[Supplied records — start]

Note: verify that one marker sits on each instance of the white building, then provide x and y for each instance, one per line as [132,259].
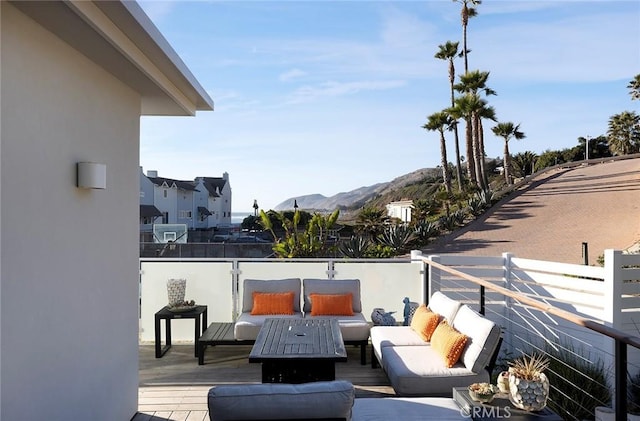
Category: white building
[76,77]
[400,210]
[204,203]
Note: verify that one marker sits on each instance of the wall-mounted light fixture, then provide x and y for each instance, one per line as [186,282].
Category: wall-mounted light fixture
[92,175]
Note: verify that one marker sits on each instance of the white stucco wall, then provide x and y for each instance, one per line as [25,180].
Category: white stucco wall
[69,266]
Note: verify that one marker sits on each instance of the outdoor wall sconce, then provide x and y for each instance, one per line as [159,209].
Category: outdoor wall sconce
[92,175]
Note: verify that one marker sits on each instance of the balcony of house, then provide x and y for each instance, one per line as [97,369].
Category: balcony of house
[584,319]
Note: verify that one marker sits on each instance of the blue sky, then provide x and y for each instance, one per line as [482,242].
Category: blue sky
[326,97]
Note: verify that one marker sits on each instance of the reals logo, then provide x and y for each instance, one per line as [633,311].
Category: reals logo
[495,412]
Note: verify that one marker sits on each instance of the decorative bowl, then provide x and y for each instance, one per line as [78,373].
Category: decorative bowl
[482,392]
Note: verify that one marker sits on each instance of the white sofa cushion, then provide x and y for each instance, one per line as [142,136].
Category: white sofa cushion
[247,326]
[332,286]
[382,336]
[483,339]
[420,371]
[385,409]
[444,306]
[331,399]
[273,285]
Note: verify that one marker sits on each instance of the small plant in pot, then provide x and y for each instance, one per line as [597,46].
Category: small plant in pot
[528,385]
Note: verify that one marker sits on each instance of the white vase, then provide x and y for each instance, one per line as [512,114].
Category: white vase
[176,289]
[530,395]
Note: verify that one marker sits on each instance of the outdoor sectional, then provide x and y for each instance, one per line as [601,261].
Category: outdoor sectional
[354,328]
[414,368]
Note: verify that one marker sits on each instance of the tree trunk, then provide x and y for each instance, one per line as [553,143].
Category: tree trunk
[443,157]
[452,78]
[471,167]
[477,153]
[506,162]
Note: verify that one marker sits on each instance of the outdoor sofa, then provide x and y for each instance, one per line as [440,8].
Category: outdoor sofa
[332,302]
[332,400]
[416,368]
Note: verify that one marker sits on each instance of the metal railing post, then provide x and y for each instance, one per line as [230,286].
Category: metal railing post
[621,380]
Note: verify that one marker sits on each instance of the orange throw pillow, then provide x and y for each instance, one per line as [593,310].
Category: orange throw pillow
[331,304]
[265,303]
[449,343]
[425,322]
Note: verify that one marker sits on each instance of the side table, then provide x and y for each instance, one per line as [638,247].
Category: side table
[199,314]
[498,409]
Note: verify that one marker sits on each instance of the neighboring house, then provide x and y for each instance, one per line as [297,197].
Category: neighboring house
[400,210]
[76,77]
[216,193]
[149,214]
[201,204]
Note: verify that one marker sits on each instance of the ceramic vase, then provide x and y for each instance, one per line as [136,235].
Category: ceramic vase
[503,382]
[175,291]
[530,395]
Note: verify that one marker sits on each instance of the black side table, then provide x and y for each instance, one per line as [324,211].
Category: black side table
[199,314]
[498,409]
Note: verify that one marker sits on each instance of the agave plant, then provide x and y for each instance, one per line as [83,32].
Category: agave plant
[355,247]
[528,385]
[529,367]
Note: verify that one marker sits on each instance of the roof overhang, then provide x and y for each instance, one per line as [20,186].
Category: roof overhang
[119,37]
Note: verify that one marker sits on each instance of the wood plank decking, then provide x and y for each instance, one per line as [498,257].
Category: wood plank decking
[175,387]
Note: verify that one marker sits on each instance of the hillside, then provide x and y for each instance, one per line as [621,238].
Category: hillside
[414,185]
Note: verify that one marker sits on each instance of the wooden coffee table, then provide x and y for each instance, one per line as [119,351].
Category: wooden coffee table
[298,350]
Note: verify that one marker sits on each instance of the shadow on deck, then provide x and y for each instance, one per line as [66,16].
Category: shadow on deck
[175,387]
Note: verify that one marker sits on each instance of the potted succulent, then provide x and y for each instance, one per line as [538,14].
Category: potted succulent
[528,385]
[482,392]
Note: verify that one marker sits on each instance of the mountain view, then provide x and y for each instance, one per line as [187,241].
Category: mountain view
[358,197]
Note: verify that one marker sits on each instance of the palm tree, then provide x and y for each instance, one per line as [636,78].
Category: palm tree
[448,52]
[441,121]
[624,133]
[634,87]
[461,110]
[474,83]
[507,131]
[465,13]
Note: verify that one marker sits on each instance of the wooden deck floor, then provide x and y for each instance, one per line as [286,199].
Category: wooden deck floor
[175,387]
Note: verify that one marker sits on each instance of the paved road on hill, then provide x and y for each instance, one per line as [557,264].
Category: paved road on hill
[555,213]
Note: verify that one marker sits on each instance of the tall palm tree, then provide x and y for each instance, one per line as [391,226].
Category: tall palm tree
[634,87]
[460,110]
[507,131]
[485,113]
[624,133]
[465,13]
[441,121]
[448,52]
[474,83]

[Supplied records — finish]

• About this exercise
Would you give the records again exactly, dropping the pictures?

• Result
Note: verify that one marker sits on each instance of the white building, then provide x and y for each instance, one per line as [132,259].
Category: white building
[76,77]
[400,210]
[204,203]
Note: verify that one marker sits on each instance of the wall-mounted light fixture, then provide x and y for each instance, one per line as [186,282].
Category: wall-mounted light fixture
[92,175]
Note: verify that one marker sits on each instance of the white stucco wall, then provide x and y for each instance, one per line as [25,180].
Category: white stucco wall
[69,266]
Note: verify that one marker sits on each instance of the outdoor wall sconce, then provide x and y for each instance, one per line as [159,209].
Category: outdoor wall sconce
[92,175]
Note: verify that one marker sits on each instance of the balcony of house, then provide x and y for each instance, one per line as [97,369].
Category: balcony of house
[584,319]
Note: verify that one marker sits on each instance of the blue sky, then provide x and y for each instance, one per line as [482,242].
Category: blue sky
[326,97]
Note: verify that one marker sits on each instance of the reals logo, then provide x and y for each instance, one per line as [633,311].
Category: reals logo
[495,412]
Note: verify that one marker sits on each instance of the decorative bowl, then provide x and y for each instance, one per line as [78,373].
Category: decorative bowl
[482,392]
Note: verify that one marker sits on each instance of the white sofa cushion, then provide x and y for each instance, one per line as [142,136].
Category: white sofa cushion
[247,326]
[332,286]
[382,336]
[483,339]
[420,371]
[385,409]
[444,306]
[331,399]
[273,285]
Note: verify that one marker sits on each instance of the small plant in pot, then provide x and y for each instance, one per line as [597,46].
Category: small plant in pot
[528,385]
Note: verify that one marker sits on each instance of the white vase, then provide x and y for each instance, one per line as [512,114].
Category: white vase
[176,289]
[530,395]
Note: verify that one marker sits on each instance of the outdoor sectional, then provide x and y for each instance, one per line as [601,261].
Category: outdoor sectional
[354,328]
[414,368]
Note: verify that one marker sits on each instance of the tree trunk, then provide x and y for each instance, one per line as [553,143].
Category: tree trunk
[443,157]
[452,78]
[471,167]
[477,153]
[506,162]
Note: verify that one marker sits on each instance of the outdoor sofa, then provide x and y for each instance, one per line as [440,8].
Category: outdoor sofa
[332,302]
[332,400]
[416,368]
Note: verify that one marker sits on each instance of the metal railing post, then provide x and y for each instance, one per line as [230,286].
Category: metal railing post
[621,380]
Note: verify that one marker sits on each instance of the orange throw pillow, then provide x and y for each instance, one per line as [593,310].
Category: orange throw pillow
[331,304]
[265,303]
[449,343]
[425,322]
Note: verify that one marker sits on each instance of the side table, then provide x and y for each instance, one per line as [638,247].
Category: side table
[199,314]
[498,409]
Note: verify that one marker sits on each instance of the neighboring house, then provide x and y for each instance, one per line as [297,197].
Category: neighboring house
[400,210]
[76,77]
[216,193]
[149,214]
[201,204]
Note: verify that one marker sits on each instance of the ceramic vase, then provide x and y for each instance, one per line as [136,235].
Category: ceramic vase
[503,382]
[175,291]
[530,395]
Note: verify that one marker sits on each instance of the black side table, then provide x and y for each instance, one per line as [324,211].
Category: black side table
[199,314]
[498,409]
Note: verify that one marker sits on each instance of the agave plant, then provide x and y for each instance, one per line as [83,32].
Category: agave plant
[355,247]
[528,385]
[529,367]
Note: verify that one marker sits on each instance of the roof overhang, then provide x and y for each instance, one per line as [20,186].
Category: roof overhang
[119,37]
Note: verify that one marker sits on each instance of the wood plank decking, then provide x and y for each instance, one per line as [498,257].
Category: wood plank decking
[175,387]
Note: verify that one marker sits on each instance of the hillside, then provide x and y for each instance, one per line as [621,238].
Category: hillside
[414,185]
Note: verify that one marker sits on each instance of the wooden coffee table, then provide x and y for each instance, one per line as [119,351].
Category: wooden coffee table
[298,350]
Note: verify that one marker sits on each instance of the shadow on deck, then provide x and y for each instance, one per line as [66,16].
Category: shadow on deck
[175,387]
Note: verify that one marker sits on each instance of the potted succulent, then provide x and y for each instance, one per line as [538,14].
Category: potted succulent
[528,385]
[482,392]
Note: verify that one marker sits on each instance of the mountain view, then provide x and y for each instance, one per line as [187,241].
Category: mountain view
[358,197]
Note: verify that one marker sits on each instance of the palm tree, then provide x and y for each instance, one per line as [636,78].
Category: palm tree
[448,52]
[441,121]
[624,133]
[634,87]
[461,110]
[474,83]
[507,131]
[465,13]
Note: verify that one marker sits on each instance of the wooden deck floor, then provide x and y for each instance, one per line as [286,199].
Category: wooden deck floor
[175,387]
Note: verify that one marker sits on each instance of the paved road on hill, then provide x and y for each instance, one per line as [557,264].
Category: paved road on hill
[555,213]
Note: verify that one marker sits on each instance of the tall palm tree, then provide x and y for each instance, one per line as [391,226].
Category: tall palm tree
[634,87]
[460,110]
[507,131]
[485,113]
[624,133]
[465,13]
[441,121]
[448,52]
[474,83]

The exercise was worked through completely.